[Begin PROVIDED PASSAGE]

Yes, genuinely. Hakone is one of Japan’s most well-structured day trips, and the Hakone Loop delivers a surprising variety of landscapes and experiences within a single manageable circuit. You move from river valley hot spring towns up through forested mountain railways, over an active volcanic crater by ropeway, across a caldera lake by cruise ship, and back to the hot springs by bus. The whole thing is covered by one pass. On a clear day, Mt. Fuji adds itself to the view. Even on a cloudy day, the loop holds up.
What surprises most visitors is the contrast. You leave Shinjuku in the morning surrounded by Tokyo’s density, and two hours later you’re standing on a platform at Owakudani watching sulfur plumes rise from active vents below a ropeway gondola. The smell hits before the view does. Japan compresses a lot of geography into a small country, and Hakone is one of the places that makes that tangible.
The honest caveat: a day trip requires leaving early and keeping moving. If you want to linger at the Open-Air Museum for two hours, soak in a proper onsen, and sit at Hakone Shrine at dusk watching the light change on the torii gate, that’s a day and a half, not a day. One day gets you the highlights. An overnight gets you Hakone.
For travelers on the Tokyo to Kyoto golden route, Hakone is also the most practical nature stop. Odawara Station connects directly to the Shinkansen. You can do Hakone, sleep in a ryokan, and catch the bullet train to Kyoto the next morning. That combination is one of the most satisfying two-day stretches in Japan.
We’ve put together a full side-by-side in our Mount Fuji tour comparison guide so you know exactly which operator fits your budget, group size, and what you actually want to get out of the day.
The most popular and comfortable way is the Odakyu Romancecar limited express from Shinjuku to Hakone-Yumoto, taking about 85 minutes with reserved seating. The Hakone Free Pass covers the base train fare, but you pay a separate ¥1,150 to ¥1,200 Romancecar surcharge. If you hold a JR Pass, take the Shinkansen from Tokyo Station to Odawara (about 35 minutes) and buy the Hakone Free Pass from Odawara. The budget option is the Odakyu regular express from Shinjuku, which takes about 2 hours but is fully covered by the Hakone Free Pass with no surcharge.
The Romancecar is worth the surcharge on a day trip. Reserved seats, big windows, a scenic approach through the mountains, and no standing for 85 minutes. On weekends and peak periods, Romancecar seats sell out early, so book online in advance through the Odakyu website or ticketing apps. Morning departures before 9:00 AM on Saturdays in spring or autumn can sell out weeks ahead.

[End PROVIDED PASSAGE]
[Begin DATASET ENTRIES]

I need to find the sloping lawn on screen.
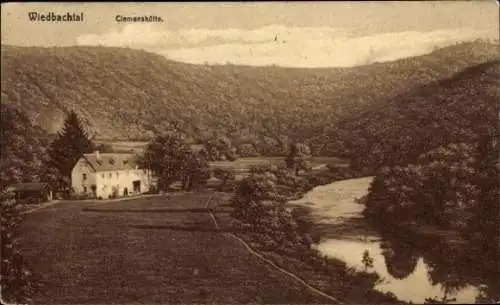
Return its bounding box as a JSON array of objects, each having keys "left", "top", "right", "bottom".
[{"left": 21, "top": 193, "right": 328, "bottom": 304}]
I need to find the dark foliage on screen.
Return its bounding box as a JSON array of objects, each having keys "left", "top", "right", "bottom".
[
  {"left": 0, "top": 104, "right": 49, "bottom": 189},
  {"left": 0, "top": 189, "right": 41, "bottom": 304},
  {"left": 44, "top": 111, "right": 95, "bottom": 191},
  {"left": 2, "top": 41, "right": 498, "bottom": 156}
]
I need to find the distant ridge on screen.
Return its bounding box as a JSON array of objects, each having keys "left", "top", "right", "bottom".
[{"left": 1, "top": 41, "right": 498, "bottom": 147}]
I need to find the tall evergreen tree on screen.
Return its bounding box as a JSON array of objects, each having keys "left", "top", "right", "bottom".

[End DATASET ENTRIES]

REQUIRED WORK -
- a) In the Hakone day trip guide, how long does the Odakyu Romancecar take from Shinjuku to Hakone-Yumoto?
- b) Carry the Hakone day trip guide forward from the point where it stops.

RESULTS OF THE TASKS -
- a) About 85 minutes.

- b)
If you hold a JR Pass, the Shinkansen from Tokyo or Shinagawa to Odawara (about 30 to 35 minutes) is the fastest way to get close to Hakone. At Odawara, buy the Hakone Free Pass starting from Odawara (¥6,000, slightly cheaper than the Shinjuku-origin version at ¥7,100 since it doesn’t include the Tokyo-Odawara leg). From Odawara, transfer to the Hakone Tozan Railway to Hakone-Yumoto and onward to Gora. The JR Pass does not cover any transport within the Hakone area itself, so the local Hakone Free Pass is still the most practical option for getting around once you arrive.
One thing that trips up first-timers: the Hakone Free Pass is sold at Odakyu stations including Shinjuku, and can also be purchased digitally through the EMot app or platforms like Klook. Digital purchase lets you skip the ticket counter queue in the morning, which matters when you’re trying to catch an early Romancecar. Allow extra time at Shinjuku Station if buying in person, especially on weekend mornings.
First time attempting the Tokyo to Mount Fuji journey and not sure where to begin? Here’s our how to visit Mount Fuji tours from Tokyo guide so you don’t underestimate what the trip involves.
The Hakone Loop is a circuit of five different transport modes that takes you through Hakone’s main attractions in a single continuous route. Starting from Hakone-Yumoto, you take a mountain railway to Gora, a cable car to Sounzan, a ropeway over the Owakudani volcanic valley to Togendai on Lake Ashi, a pirate ship cruise across the lake to Moto-Hakone, and a bus back to Hakone-Yumoto. The Hakone Free Pass covers all of it. The loop takes 6 to 8 hours depending on stops.
The sequence matters. Here’s how the loop flows counter-clockwise, which is the most natural direction from Hakone-Yumoto:
The Hakone Tozan Railway from Hakone-Yumoto to Gora (40 minutes) is Japan’s oldest mountain railway, dating to 1919. The train climbs over 500 meters via three switchbacks through a narrow forested valley. It’s a legitimately scenic ride. The tracks follow a river gorge upward in a way that makes the engineering feel like part of the attraction.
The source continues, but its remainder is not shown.